> [Work to be completed]: Resume the commentary on PSP Investments' 2011 Special Examination, starting after its last sentence.

This is a follow-up comment to the last one on PSP Investments' FY 2011 results. I wanted to go through the Special Examination conducted by the Auditor General of Canada and Deloitte & Touch. The key findings reported on PSP's website are:


What is a Special Examination?
Special examinations are a form of performance audit of federal Crown corporations. Under the Financial Administration Act, federal Crown corporations are subject to a special examination at least once every 10 years.

In special examinations, examiners provides an opinion on the management of the Crown corporation as a whole. More specifically, they examine whether a Crown corporation's systems and practices provide reasonable assurance that assets are safeguarded, resources are managed economically and efficiently, and operations are carried out effectively.

Conclusion of PSP Investments' 2011 Special Examination
PSP Investments' Special Examination led to the best possible outcome. The joint examiners, the Auditor General of Canada and Deloitte & Touche LLP, concluded: "The Corporation has maintained systems and practices to provide it with reasonable assurance that its assets are safeguarded and controlled, its resources are managed economically and efficiently, and its operations are carried out effectively."

PSP Investments is pleased with the outcome of its special examination and with the examiners' comments. Their observations included the following:

  • The Corporation has the key elements of a strong governance framework, and its governance practices are consistent with industry practices for stewardship and oversight by boards of directors.
  • The Corporation's risk management practices, particularly in the area of investment risk, provide for identification, monitoring, management, and reporting of risks to protect its assets from undue risk of loss.
  • The Corporation's compensation framework and practices are comparable with those of the industry. The Board plays an active oversight role in the design and operation of compensation practices, and reviews and monitors them independently of management.
  • The Corporation regularly benchmarks its practices against those of comparable organizations in the industry.

The report also provides recommendations for ongoing improvements regarding the public reporting of responsible investment activities, Board appointments, the corporation's strategic planning process and new investment activities. PSP Investments agrees with these recommendations and will be taking steps to implement them.

In the 2011 Annual Report, PSP's Chair, Paul Cantor, wrote this about the Special Examination (page 4):

I am pleased to note the positive outcome of a Special Examination carried out during fiscal year 2011 jointly by the Office of the Auditor General of Canada and Deloitte & Touche LLP (the “Examiners”) in accordance with applicable legislation, which requires such an examination at least once every 10 years.

The Examiners concluded that PSP Investments maintains systems and practices that provide it with reasonable assurance that its assets are safeguarded and controlled, its resources are managed economically and efficiently, and its operations are carried out effectively. This is the best possible conclusion to such an examination.

> [Material provided]:
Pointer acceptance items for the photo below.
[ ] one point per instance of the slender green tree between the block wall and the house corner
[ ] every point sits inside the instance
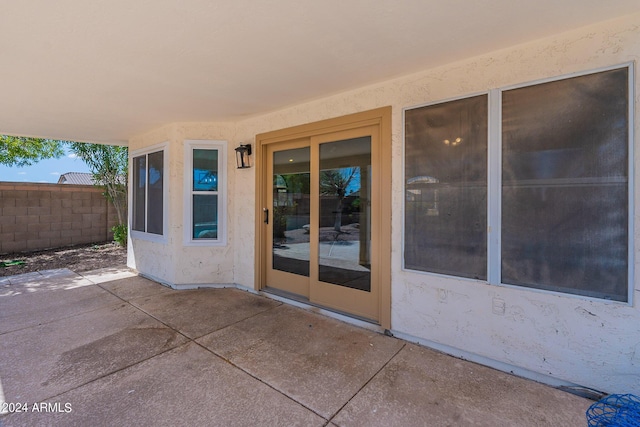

> [Answer below]:
Given that PSP Investments has existed for little more than a decade, has experienced tremendous growth, and is engaged in a business where the requisite systems and controls tend to be both complex and constantly evolving,this finding is a testament to the strength and rigour of our organization.

The Examiners also identified a few areas in which our practices could be strengthened.

One of these recommendations calls for improvements in the Board selection process, including the staggering of appointments to the Board to avoid significant turnover of membership in any given year.

Appointments to the Board do not fall within the Corporation’s purview although we seek to assist the independent Nominating Committee, Treasury Board and the Privy Council Office in expediting the process. We share the Special Examiners’ view that improvements are required to ensure that vacancies are filled and we will be proposing changes designed to improve the appointment process.

PSP Investments also concurs with the Examiners’ other recommendations and will be taking appropriate steps to implement them. I invite readers to review the full report from the Examiners, as well the Corporation’s response, can be found beginning on page 101.

Let me preface my comments below by giving you some background. I was hired by the Treasury Board of Canada in the summer of 2007 after working as a senior investment analyst at PSP (I was Gordon Fyfe's first investment hire). I was contracted to produce a study on the governance gaps of the Public Service pension plan, which includes PSP Investments, as well as government organizations that handle the administration, liabilities, and oversight of the Plan.

Needless to say, the folks over at PSP Investments were not too pleased that the Treasury Board hired me for this study. Regardless, I needed to work and completed the report. The folks over at the Treasury Board weren't too pleased either because my findings didn't reflect the "scope of the work," which is government bureaucratic double-speak for "you're making us look very bad in this report and we want you to change your findings because we have to share it with the Office of the Auditor General of Canada and show them we're doing our supervision job properly " (they weren't and as far as I can tell, still aren't).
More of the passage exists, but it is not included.